## TASKS TO PERFORM
1. In the config tutorial, which library is mmrotate built upon?
2. Write out the part of the config tutorial between "Tutorial 1: Learn" and "to train mode.", inclusive, word for word.

___ TEXT SEGMENT

Tutorial 1: Learn about Configs¶

We incorporate modular and inheritance design into our config system, which is convenient to conduct various experiments. If you wish to inspect the config file, you may run python tools/misc/print_config.py /PATH/TO/CONFIG to see the complete config. The mmrotate is built upon the mmdet, thus it is highly recommended to learn the basics of mmdet.

Modify a config through script arguments¶

When submitting jobs using “tools/train.py” or “tools/test.py”, you may specify --cfg-options to in-place modify the config.

Update config keys of dict chains.

The config options can be specified following the order of the dict keys in the original config. For example, --cfg-options model.backbone.norm_eval=False changes all BN modules in model backbones to train mode.
Update keys inside a list of configs.

Some config dicts are composed as a list in your config. For example, the training pipeline data.train.pipeline is normally a list e.g. [dict(type='LoadImageFromFile'), ...]. If you want to change 'LoadImageFromFile' to 'LoadImageFromWebcam' in the pipeline, you may specify --cfg-options data.train.pipeline.0.type=LoadImageFromWebcam.
Update values of list/tuples.

If the value to be updated is a list or a tuple. For example, the config file normally sets workflow=[('train', 1)]. If you want to change this key, you may specify --cfg-options workflow="[(train,1),(val,1)]". Note that the quotation mark ” is necessary to support list/tuple data types, and that NO white space is allowed inside the quotation marks in the specified value.

Config file naming convention¶

We follow the below style to name config files. Contributors are advised to follow the same style.

______
___ SUPPLIED INFORMATION

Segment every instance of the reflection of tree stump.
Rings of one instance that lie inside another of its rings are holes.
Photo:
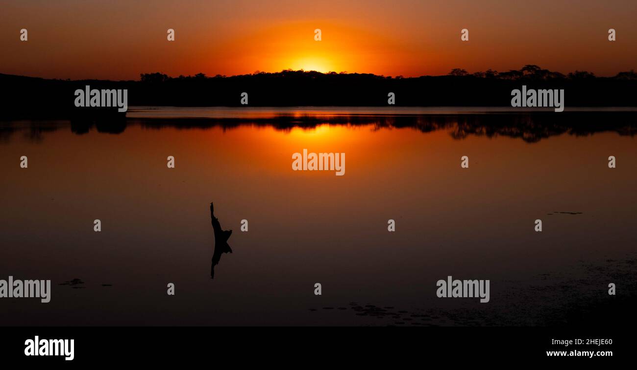
[[[210,277],[214,278],[215,266],[219,263],[221,255],[224,253],[233,252],[230,245],[228,245],[228,239],[233,234],[233,231],[222,230],[219,220],[215,217],[215,209],[212,203],[210,203],[210,221],[212,223],[212,229],[215,231],[215,251],[212,254],[212,262],[210,264]]]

______

## CORRECT ANSWERS
1. mmdet

2.
Tutorial 1: Learn about Configs¶

We incorporate modular and inheritance design into our config system, which is convenient to conduct various experiments. If you wish to inspect the config file, you may run python tools/misc/print_config.py /PATH/TO/CONFIG to see the complete config. The mmrotate is built upon the mmdet, thus it is highly recommended to learn the basics of mmdet.

Modify a config through script arguments¶

When submitting jobs using “tools/train.py” or “tools/test.py”, you may specify --cfg-options to in-place modify the config.

Update config keys of dict chains.

The config options can be specified following the order of the dict keys in the original config. For example, --cfg-options model.backbone.norm_eval=False changes all BN modules in model backbones to train mode.